Leestekst:
★ ★ ★ ★ ★
Friezen waren eeuwenlang een spil in de Europese handel

8 minuten leestijd
Friesland in de Romeinse tijd, deel van een bijkaartje van ‘Frisia Occidentalis’ van Abraham Ortelius (1579).
Friesland in de Romeinse tijd, deel van een bijkaartje van ‘Frisia Occidentalis’ van Abraham Ortelius (1579).

Het Friese handelsnetwerk overspande in verschillende fasen vanaf de zesde eeuw bijna een millennium. Een moeilijkheid is echter dat Friesland en Friezen zowel geografisch als etnografisch geen eenduidige begrippen zijn. Het gebied dat als Frisia werd aangeduid, was bijvoorbeeld aan grote verandering onderhevig. Het strekte zich rond 700 nog uit van de Wezer tot het Zwin, dus langs het hele Nederlandse kustgebied vanaf Oost-Friesland en inclusief delen van het achterliggende rivierenland. Die geografische reikwijdte kromp sterk in. Vanaf de twaalfde eeuw werden de West-Friezen geleidelijk ‘Hollanders’, in tegenstelling tot de Friezen aan de oostkant van het Vlie.

Ontvolking

De middeleeuwse Friezen stammen waarschijnlijk af van landverhuizers in de vijfde en zesde eeuw, niet van de Frisii die Tacitus beschreef. De nieuwe bewoners waren vermoedelijk Angelen, Saksen en mogelijk ook Juten uit Jutland en Noord-Duitsland. Een voorafgaande ontvolking van de Friese gebieden was al begonnen in de latere derde eeuw, mede als gevolg van het opdringen van de zee, waardoor landbouw en veeteelt steeds moeilijker werden.

Deze ‘oude’ Friezen vertrokken naar gebieden ten zuiden van de limes, of staken de Noordzee over. Noord-Nederland was tussen de vierde en zevende eeuw voor een groot deel onbewoond, zo blijkt uit archeologische gegevens.

Pot van Fries terpenaardewerk
Pot van Fries terpenaardewerk (ca. 250 v.Chr.-100 n.Chr.). Coll. RMO, Leiden.

Friese schepen

Toch kwam vanaf de latere zesde eeuw de langeafstandshandel weer op gang. De ‘nieuwe’ Friezen speelden hierin een sleutelrol. De waterrijkdom van hun woongebied bevorderde de ontwikkeling van scheepvaart en scheepsbouw. Friese platbodems met scherp oplopende voor- en achterstevens, verwant aan de latere Scandinavische langschepen en knarrs, waren goed manoeuvreerbaar. Ze konden overal aanlanden en zo nodig tot ver in het achterland komen. Ze voeren op Jutland door gebruik te maken van de relatief veilige lagunes in het waddengebied.

Model van een knarr.
Model van een knarr. Museum Birka Vikingastaden, Björkö. Foto H.M.D. Dekker.
★ ★ ★ ★ ★
Lijst met aanwijspunten bij benoemde objecten:
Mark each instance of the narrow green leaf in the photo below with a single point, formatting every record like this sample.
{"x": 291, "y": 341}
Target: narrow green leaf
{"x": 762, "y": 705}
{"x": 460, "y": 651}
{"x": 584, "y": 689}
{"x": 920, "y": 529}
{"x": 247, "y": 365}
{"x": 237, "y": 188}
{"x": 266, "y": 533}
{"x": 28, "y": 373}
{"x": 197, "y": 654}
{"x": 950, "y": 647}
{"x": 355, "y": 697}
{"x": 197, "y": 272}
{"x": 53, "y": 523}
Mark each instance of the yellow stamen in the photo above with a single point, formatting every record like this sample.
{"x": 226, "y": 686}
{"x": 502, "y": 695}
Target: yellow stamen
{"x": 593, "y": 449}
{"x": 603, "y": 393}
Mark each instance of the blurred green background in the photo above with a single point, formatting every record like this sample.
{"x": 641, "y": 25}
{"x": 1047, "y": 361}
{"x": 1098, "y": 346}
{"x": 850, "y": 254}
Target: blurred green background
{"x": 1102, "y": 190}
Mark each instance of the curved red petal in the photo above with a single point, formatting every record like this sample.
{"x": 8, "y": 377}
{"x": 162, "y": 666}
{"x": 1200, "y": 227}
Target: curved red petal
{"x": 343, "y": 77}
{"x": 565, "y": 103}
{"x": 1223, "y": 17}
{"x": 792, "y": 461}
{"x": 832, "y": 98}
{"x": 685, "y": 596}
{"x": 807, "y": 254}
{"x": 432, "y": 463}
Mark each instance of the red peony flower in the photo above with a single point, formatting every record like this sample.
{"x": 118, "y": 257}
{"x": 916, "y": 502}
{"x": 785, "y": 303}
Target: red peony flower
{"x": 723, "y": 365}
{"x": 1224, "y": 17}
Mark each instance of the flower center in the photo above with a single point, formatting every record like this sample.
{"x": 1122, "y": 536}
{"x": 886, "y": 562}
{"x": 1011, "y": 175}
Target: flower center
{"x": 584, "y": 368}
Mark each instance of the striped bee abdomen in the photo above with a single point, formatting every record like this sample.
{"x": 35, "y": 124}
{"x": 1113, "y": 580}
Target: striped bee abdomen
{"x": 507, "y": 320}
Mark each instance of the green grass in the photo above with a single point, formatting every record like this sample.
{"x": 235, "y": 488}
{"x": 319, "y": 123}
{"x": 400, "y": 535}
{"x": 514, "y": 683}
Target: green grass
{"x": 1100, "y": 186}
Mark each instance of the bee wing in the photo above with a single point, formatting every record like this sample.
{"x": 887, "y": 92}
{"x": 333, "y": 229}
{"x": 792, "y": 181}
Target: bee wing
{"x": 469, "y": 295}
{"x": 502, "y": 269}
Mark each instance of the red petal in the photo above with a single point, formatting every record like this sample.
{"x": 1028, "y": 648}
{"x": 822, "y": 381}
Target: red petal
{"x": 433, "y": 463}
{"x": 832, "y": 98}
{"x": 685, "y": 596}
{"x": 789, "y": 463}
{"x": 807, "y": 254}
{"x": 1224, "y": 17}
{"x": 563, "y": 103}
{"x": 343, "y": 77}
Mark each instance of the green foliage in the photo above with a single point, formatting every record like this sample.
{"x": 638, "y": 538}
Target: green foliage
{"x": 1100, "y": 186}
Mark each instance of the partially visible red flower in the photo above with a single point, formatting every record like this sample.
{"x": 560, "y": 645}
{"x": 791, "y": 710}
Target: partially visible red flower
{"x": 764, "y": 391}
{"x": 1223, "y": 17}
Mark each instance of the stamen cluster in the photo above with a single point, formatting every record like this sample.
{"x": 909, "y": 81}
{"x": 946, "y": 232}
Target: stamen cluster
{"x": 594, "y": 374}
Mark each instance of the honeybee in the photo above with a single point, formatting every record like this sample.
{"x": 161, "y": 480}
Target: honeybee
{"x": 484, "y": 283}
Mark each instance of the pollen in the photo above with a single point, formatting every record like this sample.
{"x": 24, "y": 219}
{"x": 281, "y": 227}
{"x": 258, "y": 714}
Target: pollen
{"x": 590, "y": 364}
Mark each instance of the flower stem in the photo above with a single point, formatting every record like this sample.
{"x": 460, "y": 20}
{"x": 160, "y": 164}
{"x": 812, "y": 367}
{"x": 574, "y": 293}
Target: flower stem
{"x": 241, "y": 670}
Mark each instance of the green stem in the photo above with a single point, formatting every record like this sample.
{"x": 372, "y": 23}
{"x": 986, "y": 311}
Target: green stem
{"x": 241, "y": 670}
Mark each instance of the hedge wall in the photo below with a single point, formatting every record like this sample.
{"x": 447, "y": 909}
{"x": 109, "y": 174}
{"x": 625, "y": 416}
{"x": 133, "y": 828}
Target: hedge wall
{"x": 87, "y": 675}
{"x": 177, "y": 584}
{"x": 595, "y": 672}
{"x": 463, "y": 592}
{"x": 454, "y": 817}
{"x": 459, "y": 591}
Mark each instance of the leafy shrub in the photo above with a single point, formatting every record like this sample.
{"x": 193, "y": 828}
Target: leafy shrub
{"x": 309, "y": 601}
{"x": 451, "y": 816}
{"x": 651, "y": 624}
★ ★ ★ ★ ★
Doelen:
**a)** Vertaal deze zin uit de tekst over de Friezen naar het Engels: "Ze konden overal aanlanden en zo nodig tot ver in het achterland komen."
**b)** Wissel in de lijst "leafy shrub" in voor "green bush", van de regel met "Mark each instance of the hedge" tot en met het einde van de lijst. Geef alleen die regels terug, verder ongewijzigd.
De tekst over de Friezen en de lijst hebben niets met elkaar te maken.

Antwoorden:
**a)** They could land anywhere and, if necessary, travel far into the hinterland.

**b)**
Mark each instance of the hedge wall in the photo below with a single point, formatting every record like this sample.
{"x": 447, "y": 909}
{"x": 109, "y": 174}
{"x": 625, "y": 416}
{"x": 133, "y": 828}
Target: hedge wall
{"x": 87, "y": 675}
{"x": 177, "y": 584}
{"x": 595, "y": 672}
{"x": 463, "y": 592}
{"x": 454, "y": 817}
{"x": 459, "y": 591}
Mark each instance of the green bush in the photo above with a single point, formatting every record like this sample.
{"x": 193, "y": 828}
Target: green bush
{"x": 309, "y": 601}
{"x": 451, "y": 816}
{"x": 651, "y": 624}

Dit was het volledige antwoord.